* What is expected
Convert the records starting at the line containing "For every instance of the chair" and ending at the line containing "x=111 y=343" into a two-column CSV with the headers input and output. Each record gets one row, with its text under input and its answer under output, each field quoted and its line breaks turned into spaces.

* Task data
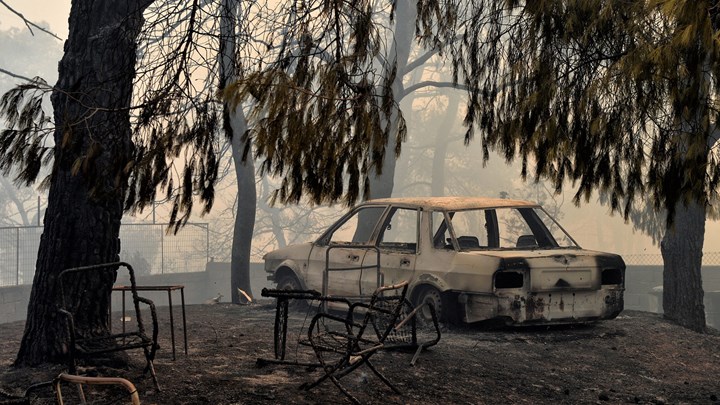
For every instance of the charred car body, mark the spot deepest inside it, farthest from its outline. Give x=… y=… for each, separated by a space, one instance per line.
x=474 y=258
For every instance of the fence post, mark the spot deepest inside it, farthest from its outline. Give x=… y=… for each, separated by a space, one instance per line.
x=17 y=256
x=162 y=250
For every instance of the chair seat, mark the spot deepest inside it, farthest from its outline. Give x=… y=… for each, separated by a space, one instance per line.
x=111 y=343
...
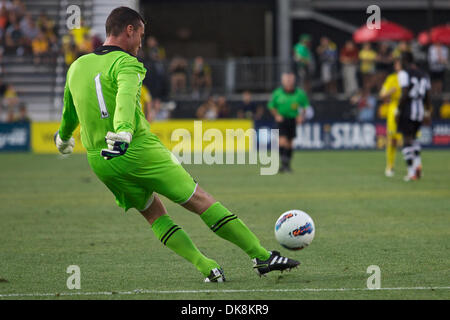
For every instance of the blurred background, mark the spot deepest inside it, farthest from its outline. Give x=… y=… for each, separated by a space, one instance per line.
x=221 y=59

* Result of this task
input,output
"For every instance of the chair seat, mark the spot deepest inside it, farthest from its outline. Give x=… y=… for each, separated by a space, one instance per line.","x=111 y=343"